● Items from a dataset
————————
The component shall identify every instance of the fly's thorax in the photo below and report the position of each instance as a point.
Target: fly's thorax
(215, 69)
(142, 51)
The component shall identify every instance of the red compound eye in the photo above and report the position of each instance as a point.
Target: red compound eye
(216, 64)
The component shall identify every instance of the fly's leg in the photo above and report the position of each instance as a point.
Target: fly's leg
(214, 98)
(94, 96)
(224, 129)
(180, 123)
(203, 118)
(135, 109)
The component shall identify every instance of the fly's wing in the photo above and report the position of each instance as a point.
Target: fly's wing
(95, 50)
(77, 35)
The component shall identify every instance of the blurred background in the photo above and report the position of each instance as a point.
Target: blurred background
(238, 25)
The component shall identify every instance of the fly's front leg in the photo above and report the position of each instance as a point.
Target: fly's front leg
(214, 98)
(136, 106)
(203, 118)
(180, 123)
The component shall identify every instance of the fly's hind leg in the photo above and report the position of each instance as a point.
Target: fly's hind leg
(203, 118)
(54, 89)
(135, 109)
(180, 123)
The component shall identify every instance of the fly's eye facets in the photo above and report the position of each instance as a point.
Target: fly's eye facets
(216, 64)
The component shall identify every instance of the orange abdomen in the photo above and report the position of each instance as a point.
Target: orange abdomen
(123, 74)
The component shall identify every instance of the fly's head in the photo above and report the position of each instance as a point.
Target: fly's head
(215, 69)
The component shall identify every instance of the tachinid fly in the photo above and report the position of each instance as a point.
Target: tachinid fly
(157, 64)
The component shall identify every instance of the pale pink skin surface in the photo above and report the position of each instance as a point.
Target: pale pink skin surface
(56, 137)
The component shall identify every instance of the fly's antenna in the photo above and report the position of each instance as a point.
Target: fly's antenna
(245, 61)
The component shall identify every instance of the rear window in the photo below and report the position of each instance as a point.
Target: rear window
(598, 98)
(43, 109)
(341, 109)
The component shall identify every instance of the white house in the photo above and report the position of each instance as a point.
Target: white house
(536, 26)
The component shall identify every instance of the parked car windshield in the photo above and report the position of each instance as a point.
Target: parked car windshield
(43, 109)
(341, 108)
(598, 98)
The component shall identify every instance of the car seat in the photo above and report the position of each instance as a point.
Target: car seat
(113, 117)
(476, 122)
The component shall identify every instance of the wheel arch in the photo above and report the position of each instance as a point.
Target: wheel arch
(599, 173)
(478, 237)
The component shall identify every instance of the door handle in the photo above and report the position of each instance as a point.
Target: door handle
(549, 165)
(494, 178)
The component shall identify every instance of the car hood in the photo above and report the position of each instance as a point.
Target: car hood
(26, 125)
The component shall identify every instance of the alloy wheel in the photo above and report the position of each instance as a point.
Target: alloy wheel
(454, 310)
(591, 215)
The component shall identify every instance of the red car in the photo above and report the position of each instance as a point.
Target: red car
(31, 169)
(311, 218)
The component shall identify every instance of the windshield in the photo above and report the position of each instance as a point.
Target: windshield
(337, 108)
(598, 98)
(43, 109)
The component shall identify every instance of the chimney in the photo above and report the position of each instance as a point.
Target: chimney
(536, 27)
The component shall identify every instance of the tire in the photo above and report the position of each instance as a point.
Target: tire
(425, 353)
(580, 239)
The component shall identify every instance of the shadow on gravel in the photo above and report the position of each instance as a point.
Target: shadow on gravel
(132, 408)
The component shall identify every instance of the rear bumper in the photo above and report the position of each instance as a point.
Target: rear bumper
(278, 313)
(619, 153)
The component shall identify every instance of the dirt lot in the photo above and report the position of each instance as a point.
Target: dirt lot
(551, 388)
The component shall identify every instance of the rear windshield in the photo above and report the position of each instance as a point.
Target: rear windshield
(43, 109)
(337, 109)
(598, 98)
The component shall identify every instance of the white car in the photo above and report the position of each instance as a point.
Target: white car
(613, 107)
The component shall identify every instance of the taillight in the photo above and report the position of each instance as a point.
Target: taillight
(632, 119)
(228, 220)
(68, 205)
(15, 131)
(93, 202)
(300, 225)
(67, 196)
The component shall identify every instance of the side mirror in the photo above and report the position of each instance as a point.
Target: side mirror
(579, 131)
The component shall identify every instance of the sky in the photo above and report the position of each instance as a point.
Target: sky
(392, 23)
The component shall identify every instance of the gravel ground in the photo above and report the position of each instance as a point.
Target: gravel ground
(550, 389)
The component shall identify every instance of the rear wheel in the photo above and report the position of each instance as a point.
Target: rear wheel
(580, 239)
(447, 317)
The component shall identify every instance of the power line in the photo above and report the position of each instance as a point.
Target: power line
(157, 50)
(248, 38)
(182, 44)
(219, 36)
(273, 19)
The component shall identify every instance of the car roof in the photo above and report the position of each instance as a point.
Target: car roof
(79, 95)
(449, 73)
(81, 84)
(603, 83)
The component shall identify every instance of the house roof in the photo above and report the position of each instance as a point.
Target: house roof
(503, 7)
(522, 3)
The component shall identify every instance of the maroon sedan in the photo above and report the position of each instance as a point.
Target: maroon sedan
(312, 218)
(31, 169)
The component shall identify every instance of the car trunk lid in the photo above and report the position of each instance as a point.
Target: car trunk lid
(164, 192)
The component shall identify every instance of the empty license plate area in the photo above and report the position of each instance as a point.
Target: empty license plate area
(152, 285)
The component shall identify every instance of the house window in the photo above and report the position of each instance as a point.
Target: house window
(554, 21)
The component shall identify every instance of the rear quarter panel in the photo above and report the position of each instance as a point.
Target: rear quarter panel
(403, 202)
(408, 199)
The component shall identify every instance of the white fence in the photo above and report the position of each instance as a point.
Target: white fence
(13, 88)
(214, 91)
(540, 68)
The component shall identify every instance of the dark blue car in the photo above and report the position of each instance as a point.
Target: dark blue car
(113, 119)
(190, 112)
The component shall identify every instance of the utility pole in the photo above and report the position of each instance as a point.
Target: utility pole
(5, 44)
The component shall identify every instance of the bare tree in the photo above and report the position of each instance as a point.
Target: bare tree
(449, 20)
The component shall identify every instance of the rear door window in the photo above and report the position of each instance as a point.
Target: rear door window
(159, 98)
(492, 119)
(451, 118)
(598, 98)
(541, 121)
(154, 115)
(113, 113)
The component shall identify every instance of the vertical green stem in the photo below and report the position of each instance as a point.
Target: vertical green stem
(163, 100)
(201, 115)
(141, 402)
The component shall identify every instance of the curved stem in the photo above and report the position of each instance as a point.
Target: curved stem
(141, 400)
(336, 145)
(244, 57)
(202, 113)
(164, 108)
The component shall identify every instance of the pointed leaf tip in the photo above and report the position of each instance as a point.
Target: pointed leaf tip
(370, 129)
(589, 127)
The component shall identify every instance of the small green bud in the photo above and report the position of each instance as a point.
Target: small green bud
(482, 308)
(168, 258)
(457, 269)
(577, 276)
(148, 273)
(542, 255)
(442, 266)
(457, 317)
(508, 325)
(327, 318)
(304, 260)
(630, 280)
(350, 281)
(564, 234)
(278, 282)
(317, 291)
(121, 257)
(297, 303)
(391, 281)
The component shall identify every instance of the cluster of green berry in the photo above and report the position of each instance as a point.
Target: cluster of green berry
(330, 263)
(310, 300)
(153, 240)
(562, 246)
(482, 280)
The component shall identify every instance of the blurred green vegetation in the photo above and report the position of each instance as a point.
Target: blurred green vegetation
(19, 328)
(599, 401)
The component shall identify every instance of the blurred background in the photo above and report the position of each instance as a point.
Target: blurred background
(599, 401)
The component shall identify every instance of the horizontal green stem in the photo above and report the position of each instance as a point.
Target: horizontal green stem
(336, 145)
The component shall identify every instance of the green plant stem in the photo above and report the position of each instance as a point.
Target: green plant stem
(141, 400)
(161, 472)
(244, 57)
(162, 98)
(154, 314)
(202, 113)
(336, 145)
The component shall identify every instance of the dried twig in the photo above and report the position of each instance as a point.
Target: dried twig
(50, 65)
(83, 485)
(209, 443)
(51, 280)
————————
● Try it
Out of the data above, set down the lines from the one with "The component shall identify every instance of the white car" to the one with "The component shall identify every instance of the taillight", both included, exactly as written and with no additions.

● Task solution
The component shall identify every instance of the white car in the photo above and report the position of each instance as a point.
Target: white car
(613, 107)
The component shall identify every instance of the taillight in the photo above and report the position of each instance as a point.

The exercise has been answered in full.